- What is asked -
Locate each line in the rows below that contains the string "green", and copy those lines. Case counts when matching.

(Records of labeled boxes)
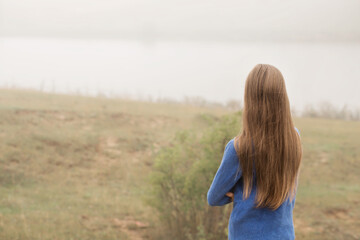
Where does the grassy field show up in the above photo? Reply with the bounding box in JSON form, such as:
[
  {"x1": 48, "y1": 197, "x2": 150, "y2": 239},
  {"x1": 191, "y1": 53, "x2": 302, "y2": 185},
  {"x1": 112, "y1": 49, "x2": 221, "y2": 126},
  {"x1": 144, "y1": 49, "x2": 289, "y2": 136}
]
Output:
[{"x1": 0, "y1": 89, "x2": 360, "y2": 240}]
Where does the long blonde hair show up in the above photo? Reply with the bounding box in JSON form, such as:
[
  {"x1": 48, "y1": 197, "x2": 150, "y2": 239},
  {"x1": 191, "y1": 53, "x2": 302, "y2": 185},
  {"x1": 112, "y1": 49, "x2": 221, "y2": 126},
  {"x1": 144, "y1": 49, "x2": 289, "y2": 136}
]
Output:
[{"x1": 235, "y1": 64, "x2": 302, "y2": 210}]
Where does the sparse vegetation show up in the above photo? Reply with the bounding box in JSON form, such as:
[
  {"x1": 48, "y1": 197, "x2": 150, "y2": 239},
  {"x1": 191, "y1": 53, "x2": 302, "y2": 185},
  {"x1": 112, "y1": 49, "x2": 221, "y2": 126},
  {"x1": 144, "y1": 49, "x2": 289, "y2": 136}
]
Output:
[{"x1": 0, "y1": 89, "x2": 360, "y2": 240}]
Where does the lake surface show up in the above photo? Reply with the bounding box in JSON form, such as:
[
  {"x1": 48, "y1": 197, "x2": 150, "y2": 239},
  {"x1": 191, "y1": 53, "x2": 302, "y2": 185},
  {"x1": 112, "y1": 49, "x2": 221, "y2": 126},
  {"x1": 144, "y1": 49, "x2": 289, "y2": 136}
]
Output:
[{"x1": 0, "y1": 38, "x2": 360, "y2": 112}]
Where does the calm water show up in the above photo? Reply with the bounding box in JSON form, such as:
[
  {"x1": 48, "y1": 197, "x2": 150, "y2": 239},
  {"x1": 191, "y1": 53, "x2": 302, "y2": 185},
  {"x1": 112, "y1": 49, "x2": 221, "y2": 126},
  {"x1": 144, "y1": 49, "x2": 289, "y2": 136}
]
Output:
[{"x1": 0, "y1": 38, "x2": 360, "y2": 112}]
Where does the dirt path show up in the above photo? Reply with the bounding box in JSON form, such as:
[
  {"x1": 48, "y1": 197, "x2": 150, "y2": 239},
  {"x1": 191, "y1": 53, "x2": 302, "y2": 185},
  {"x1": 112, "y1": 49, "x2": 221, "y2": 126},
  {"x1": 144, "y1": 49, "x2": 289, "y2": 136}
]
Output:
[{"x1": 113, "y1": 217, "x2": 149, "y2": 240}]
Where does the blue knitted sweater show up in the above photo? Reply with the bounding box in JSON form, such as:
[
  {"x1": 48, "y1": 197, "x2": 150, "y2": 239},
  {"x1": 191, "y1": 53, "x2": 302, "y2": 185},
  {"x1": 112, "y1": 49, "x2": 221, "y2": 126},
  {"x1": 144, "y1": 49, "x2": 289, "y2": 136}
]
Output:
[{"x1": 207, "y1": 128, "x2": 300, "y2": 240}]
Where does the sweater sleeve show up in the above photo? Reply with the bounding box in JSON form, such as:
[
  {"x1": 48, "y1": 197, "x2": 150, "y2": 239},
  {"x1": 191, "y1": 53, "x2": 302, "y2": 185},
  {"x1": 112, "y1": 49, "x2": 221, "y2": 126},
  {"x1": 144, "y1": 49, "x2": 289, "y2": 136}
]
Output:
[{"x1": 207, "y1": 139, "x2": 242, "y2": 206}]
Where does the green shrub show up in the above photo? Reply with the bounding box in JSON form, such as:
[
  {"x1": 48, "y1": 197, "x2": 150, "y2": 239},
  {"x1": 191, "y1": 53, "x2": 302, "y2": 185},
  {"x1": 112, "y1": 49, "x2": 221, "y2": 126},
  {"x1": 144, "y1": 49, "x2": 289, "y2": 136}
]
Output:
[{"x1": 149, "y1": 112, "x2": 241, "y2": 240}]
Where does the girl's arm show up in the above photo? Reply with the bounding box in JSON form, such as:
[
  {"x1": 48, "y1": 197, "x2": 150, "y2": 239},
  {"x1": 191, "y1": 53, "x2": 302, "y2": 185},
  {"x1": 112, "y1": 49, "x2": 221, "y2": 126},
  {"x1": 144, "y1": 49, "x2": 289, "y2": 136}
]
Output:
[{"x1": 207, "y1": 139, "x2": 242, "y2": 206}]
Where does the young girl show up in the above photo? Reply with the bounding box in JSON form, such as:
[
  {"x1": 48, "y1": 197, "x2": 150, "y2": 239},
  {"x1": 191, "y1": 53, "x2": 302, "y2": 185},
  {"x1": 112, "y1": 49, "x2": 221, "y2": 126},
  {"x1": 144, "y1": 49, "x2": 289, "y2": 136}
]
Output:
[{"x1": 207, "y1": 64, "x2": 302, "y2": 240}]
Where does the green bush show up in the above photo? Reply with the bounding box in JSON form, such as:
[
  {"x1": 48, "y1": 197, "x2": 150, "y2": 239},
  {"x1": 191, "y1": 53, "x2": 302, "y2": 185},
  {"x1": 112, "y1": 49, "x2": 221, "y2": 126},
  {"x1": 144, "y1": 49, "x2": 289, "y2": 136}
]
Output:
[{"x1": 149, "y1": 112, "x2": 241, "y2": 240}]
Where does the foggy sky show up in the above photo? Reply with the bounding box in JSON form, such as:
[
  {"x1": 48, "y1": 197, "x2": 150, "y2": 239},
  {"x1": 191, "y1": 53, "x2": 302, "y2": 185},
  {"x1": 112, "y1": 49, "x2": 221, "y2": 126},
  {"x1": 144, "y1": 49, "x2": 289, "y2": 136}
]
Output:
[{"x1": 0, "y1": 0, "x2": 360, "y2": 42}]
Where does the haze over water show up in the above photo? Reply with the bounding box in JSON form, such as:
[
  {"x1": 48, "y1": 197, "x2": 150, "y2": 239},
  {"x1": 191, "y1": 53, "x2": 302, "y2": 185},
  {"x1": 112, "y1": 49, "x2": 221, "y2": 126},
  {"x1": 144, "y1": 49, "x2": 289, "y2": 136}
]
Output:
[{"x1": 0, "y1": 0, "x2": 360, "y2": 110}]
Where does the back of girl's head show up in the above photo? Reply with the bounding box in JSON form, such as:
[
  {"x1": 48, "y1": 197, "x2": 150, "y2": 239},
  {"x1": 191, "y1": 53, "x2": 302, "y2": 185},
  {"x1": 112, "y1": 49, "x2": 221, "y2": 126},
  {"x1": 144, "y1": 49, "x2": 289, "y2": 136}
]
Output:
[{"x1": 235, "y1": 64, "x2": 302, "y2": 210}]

- Worked answer -
Where does the green shrub show up in the above photo? Reply with the bounding box in JSON form, such as:
Where does the green bush show up in the above photo? Reply with the bounding box in JSON form, such as:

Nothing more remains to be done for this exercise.